▸ To-do list:
a) Decide whether each statement agrees with the quilting blog post. Answer yes or no for each, and quote the words of the post that decide it. (i) The June Tailor fusible web is sticky before ironing. (ii) The June Tailor sheets can be run through an inkjet printer. (iii) In the Twelve by Twelve challenge, members had two months to make each quilt.
b) Write the next part of the quilting blog post, starting after its last sentence.

Category Archives: Art Quilts

Printable Fusible Web

I am working on another quilt with Kamon, or Japanese family crests.  These crest designs are quite intricate and are a real challenge to fusible webs.  They need a really good adhesive to keep the pieces in shape.

Recently I read about a fusible web I have not used before.  It is by June Tailor and is sold in 8 1/2 by 11 inch sheets and can be run through your inkjet printer.  The obvious advantage is that, for the right size applique pieces, you can copy or print the shapes right on to the paper back of the web — no tracing of the designs required!  The main disadvantage (compared to Steam-A-Seam, for example) is that the adhesive is not “sticky” before ironing.  So you can’t stick  down all the pieces, repositioning them as needed, and then permanently adhere them by pressing them with a hot iron.  I have found that it works better to place one or two pieces and press them with the iron, then go to the next couple of pieces, etc.

I had completed a couple of blocks using Steam A Seam and wasn’t satisfied with the results.  The particular fabrics I chose were regular cotton and tended to fray on the edges.  One way to solve this problem is to use batiks, which fray much less than regular cottons.  But since I am experimenting with these block designs, I just grabbed fabrics from my scrap bins and some of them were not batiks.

Here is the result of the fusing with Steam A Seam.  You can see the frayed edges.

frayed edges show with Steam A Seam fusible.

frayed edges show with Steam A Seam fusible.

 

And here is the same block fused with the June Tailor product.  The edges are much cleaner.

much less fraying with the June Tailor fusible web

much less fraying with the June Tailor fusible web

For these intricate designs,  I will be using the June Tailor fusible web in the future.  It is more expensive than other fusibles, so I will be ordering it from a wholesale source to get the price down.  But it can be purchased easily either at your local shops or through Amazon at the following link:  June Tailor 8-1/2-Inch by 11-Inch Ink Jet Printable Fusible Web, 6-Pack  .

Creating dimension on applique with colored pencils

I recently picked up a book “Twelve by Twelve: The International Art Quilt Challenge”  about a two year long  challenge conducted by twelve art quilters. (Buy it here: Twelve by Twelve: The International Art Quilt Challenge  ).   The entire challenge was conducted online.  A theme was selected by one member, and all the members had two months to produce a 12 inch by 12 inch quilt based on that theme.  After the challenge was completed, the members published this book.  All the members discuss their thoughts about the challenge and how they arrived at their particular quilt design.  It is very interesting reading, and very thought provoking if you want to be an art quilter.

▸ Data:
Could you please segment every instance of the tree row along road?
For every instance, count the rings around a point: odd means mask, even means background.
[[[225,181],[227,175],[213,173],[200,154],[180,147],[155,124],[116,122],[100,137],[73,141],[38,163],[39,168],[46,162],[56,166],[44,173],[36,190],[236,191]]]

▸ Solved tasks:
a)
(i) No: "the adhesive is not “sticky” before ironing."
(ii) Yes: "can be run through your inkjet printer."
(iii) Yes: "all the members had two months to produce a 12 inch by 12 inch quilt based on that theme."

b)
A number of interesting techniques are described in the book.  One I found intriguing — and compatible with some of the things I have been doing this year – was a technique described by Terry Grant.  She used pastel pencils to add shading to commercial fabrics to get a more realistic result.  I just played around with this idea today and can see how it works.  According to Terry, after you are satisfied with the result, the shading is made permanent by painting over it with a dilute solution of acrylic textile medium and water.  I haven’t tried that part yet, but here is the result from spending 30 minutes or so adding the shading with  white, navy blue, and black pencils .

fused applique pieces have a flat appearance
fused applique pieces have a flat appearance
dimensionality added with pencil shading

dimensionality added with pencil shading

Interesting!  This is much like what I was doing last spring with my sliced circle pieces with crayons and Shiva Paintstiks.  At that time I settled on a  white Paintstik to get the best white highlight on the spheres.  The pencil result here is quite good and much faster, if it will truly be permanent after covering with the textile medium.

Book Review: “The Creative Habit: Learn it and use it for life” by Twyla Tharp.

This book was recommended by Elizabeth Barton in the class I took from her this spring through the Academy of Quilting. I have been slowly reading it ever since. I am still not finished, but I have read enough to highly recommend it.

This book is written in a very conversational, down-to-earth style.  All the concepts are illustrated with real-life examples, and numerous exercises are included to help the reader understand their own creative motivations and how to get started and keep going through the creative process.  The author, who is a dance choreographer, talks about what it is like to face a looming deadline for a performance, knowing that somehow the creative ideas will come and that she will be able to create a dance. She has given a lot of thought to the creative process, and developed many practical tools and habits that facilitate creative development. I particularly like the discussion about “scratching for ideas”.

What I have learned from this book is that understanding the creative process and having the “tools” to use it can make the difference between a craftperson who copies the work of others and an artist who creates genuinely original work. And it helps to understand that all artists, no matter the medium, go through the same intimidating process of coming up with ideas and turning them into finished work.  Importantly, there is plenty of emphasis on the hard work and investment of both time and emotional energy that it takes to get from that vague beginning of an idea to a finished piec of art.

If you have the goal of becoming a creator of truly original art quilts – and it is perfectly OK if you don’t – this book is an excellent resource.

You definitely won’t find this book at your local quilt shop, so here is a link where the book can be purchased at Amazon: The Creative Habit: Learn It and Use It for Life

Zentangle drawing and quilting

In my gallery are photos of several quilts I have made from Zentangle drawings.  Zentangle (www.zentangle.com) is a recently invented art form that is a beautiful kind of structured doodling.  In its simplest form, practicing zentangle requires nothing more than small squares of good drawing paper (stiff paper is best), a few good drawing pens, and a couple of soft pencils.   Pigma pens are recommended but you can use many others such  as ultra fine point Sharpie if that is what you have.  Just don’t try to use a ball point pen.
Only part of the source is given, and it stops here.